Everything from the line that contains "Expected output: one marker per instance of the shrub, giving" through the final line of the records should be written out exactly, and nothing outside that span.

++++ MATERIAL FOR THIS EXERCISE

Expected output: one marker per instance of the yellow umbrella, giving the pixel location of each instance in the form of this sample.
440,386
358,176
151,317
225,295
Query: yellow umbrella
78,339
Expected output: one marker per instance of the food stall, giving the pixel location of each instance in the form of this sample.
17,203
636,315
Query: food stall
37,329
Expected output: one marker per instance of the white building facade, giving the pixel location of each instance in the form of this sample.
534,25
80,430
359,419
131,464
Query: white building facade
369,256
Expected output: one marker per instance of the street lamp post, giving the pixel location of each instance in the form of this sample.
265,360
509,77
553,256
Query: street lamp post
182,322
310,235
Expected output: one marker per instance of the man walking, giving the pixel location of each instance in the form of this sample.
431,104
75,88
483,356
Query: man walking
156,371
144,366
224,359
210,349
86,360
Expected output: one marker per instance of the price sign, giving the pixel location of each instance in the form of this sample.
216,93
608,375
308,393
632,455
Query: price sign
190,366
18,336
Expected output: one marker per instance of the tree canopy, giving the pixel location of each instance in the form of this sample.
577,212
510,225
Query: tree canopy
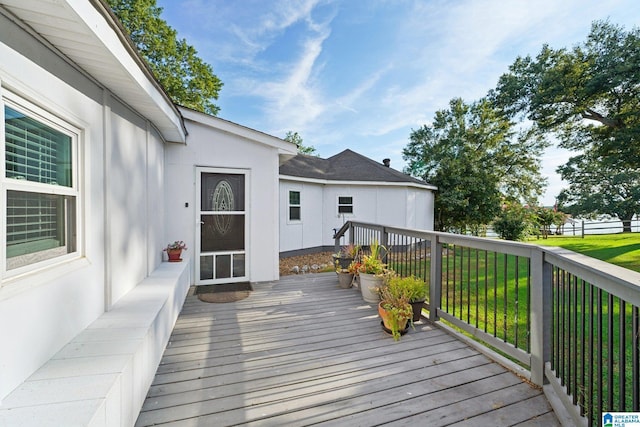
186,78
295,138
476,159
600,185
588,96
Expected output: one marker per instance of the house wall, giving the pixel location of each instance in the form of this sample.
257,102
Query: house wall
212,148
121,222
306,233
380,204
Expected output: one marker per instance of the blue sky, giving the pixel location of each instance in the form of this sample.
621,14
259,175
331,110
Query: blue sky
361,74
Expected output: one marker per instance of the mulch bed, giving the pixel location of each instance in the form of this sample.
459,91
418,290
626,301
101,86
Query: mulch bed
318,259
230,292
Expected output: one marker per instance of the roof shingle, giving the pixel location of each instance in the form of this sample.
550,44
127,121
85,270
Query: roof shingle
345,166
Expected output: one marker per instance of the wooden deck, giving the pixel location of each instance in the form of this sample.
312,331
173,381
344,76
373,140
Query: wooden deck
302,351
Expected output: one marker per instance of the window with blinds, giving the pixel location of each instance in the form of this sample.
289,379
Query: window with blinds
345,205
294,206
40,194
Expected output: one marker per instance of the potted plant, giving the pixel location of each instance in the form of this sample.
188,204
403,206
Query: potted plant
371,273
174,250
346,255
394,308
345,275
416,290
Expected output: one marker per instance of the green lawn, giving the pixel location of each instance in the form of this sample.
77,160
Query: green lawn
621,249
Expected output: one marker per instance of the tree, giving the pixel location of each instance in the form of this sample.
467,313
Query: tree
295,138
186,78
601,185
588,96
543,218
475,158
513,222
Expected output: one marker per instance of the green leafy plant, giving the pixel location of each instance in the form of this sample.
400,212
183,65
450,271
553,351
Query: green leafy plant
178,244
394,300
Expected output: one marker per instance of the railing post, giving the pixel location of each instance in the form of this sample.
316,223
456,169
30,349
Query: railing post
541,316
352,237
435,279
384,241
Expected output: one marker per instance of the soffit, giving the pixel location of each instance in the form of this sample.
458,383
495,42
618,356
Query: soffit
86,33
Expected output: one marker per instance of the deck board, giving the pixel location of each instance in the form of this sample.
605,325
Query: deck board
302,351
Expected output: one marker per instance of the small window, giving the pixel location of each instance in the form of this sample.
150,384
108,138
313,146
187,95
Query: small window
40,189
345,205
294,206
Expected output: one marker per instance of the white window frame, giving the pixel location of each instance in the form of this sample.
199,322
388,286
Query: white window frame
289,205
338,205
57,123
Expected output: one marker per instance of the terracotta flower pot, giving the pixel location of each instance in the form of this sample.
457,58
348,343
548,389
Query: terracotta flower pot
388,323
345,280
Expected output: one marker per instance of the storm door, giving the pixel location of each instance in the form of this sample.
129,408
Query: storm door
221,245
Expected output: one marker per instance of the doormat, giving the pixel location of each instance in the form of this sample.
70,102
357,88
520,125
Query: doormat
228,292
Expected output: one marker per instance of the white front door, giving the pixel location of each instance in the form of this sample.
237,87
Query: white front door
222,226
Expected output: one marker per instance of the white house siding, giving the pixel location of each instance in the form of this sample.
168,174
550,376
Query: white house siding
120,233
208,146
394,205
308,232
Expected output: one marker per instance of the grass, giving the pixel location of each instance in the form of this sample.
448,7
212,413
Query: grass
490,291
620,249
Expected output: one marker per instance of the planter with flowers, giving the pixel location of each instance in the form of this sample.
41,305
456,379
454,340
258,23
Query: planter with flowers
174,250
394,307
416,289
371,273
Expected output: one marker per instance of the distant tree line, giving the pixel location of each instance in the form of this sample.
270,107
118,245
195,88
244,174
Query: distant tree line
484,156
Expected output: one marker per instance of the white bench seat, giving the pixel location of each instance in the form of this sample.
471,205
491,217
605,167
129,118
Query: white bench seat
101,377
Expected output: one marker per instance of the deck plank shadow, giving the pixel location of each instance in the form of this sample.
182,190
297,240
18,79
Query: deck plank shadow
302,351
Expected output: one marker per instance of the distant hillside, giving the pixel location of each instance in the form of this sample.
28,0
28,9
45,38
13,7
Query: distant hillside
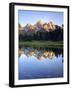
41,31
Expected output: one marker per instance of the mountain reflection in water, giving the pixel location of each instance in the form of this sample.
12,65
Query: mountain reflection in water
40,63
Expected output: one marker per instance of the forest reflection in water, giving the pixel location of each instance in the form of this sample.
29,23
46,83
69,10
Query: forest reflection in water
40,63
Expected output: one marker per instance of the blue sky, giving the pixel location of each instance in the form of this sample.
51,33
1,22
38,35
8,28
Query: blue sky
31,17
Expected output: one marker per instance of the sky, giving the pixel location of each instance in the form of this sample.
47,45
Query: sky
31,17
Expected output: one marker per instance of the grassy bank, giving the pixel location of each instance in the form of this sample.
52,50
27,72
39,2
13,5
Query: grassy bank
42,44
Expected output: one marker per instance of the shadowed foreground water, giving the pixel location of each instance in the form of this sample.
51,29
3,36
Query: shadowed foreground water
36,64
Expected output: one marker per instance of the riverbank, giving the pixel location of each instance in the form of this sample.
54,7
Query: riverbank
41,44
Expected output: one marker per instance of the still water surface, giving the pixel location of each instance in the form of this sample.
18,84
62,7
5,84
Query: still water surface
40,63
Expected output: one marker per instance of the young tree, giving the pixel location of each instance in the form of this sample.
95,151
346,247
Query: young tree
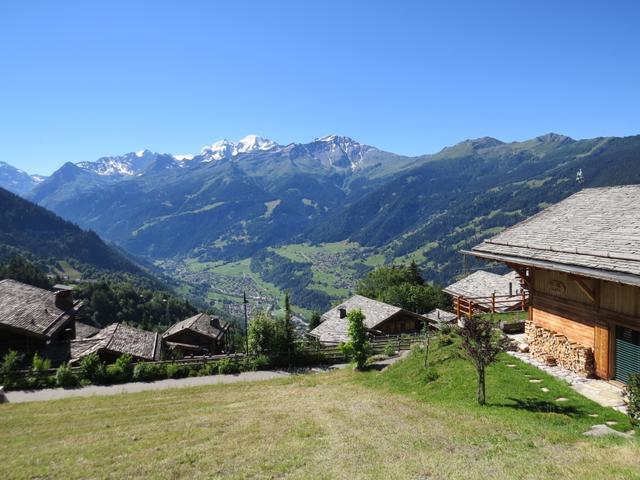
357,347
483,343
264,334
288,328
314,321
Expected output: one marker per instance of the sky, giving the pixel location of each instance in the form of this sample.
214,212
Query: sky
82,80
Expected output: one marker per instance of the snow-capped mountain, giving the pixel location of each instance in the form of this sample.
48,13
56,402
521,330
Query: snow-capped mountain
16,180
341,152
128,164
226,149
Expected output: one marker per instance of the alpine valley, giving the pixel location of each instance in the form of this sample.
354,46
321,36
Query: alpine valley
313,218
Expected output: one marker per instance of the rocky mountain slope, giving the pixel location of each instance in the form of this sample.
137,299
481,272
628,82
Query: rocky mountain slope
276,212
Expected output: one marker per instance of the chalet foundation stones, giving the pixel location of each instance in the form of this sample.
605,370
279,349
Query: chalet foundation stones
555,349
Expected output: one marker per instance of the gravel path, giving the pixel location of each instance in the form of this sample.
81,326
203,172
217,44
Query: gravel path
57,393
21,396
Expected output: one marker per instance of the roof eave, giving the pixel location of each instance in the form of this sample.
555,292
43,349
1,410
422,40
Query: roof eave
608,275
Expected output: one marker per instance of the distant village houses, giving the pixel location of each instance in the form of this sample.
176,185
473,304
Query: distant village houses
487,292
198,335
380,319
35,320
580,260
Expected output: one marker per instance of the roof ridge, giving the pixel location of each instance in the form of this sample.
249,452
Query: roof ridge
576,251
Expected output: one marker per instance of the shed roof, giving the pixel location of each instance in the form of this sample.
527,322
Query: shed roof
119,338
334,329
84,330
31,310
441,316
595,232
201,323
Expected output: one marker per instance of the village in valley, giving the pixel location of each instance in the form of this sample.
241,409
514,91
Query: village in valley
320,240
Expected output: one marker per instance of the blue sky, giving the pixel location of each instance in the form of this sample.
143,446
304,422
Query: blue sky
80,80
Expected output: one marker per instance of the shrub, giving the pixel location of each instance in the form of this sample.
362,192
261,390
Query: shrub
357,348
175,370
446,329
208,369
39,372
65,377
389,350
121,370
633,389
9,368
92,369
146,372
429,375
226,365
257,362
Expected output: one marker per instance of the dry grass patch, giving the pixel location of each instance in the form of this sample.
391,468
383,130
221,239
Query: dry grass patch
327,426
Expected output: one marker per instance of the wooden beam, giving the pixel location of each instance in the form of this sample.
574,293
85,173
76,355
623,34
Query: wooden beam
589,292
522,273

++++++++

REPLY.
Expected output: one marker per instance of the shrub, giving the pixel location of each instance in the form of this sample.
362,192
261,390
Query: shrub
357,348
175,370
446,329
208,369
39,372
65,377
389,350
121,370
633,389
9,368
92,369
146,372
429,375
226,365
257,362
Expected output: one marker per instance of the dry grass patch, giving the pixel location of each instance in the form of this sample.
391,468
383,130
221,239
Query: dry grass patch
327,426
Expected output: one marker per instance of the wooden beam, giving the pixel location of each instance in the form of this sample.
574,293
85,173
76,355
623,34
Query: wooden beam
589,292
522,273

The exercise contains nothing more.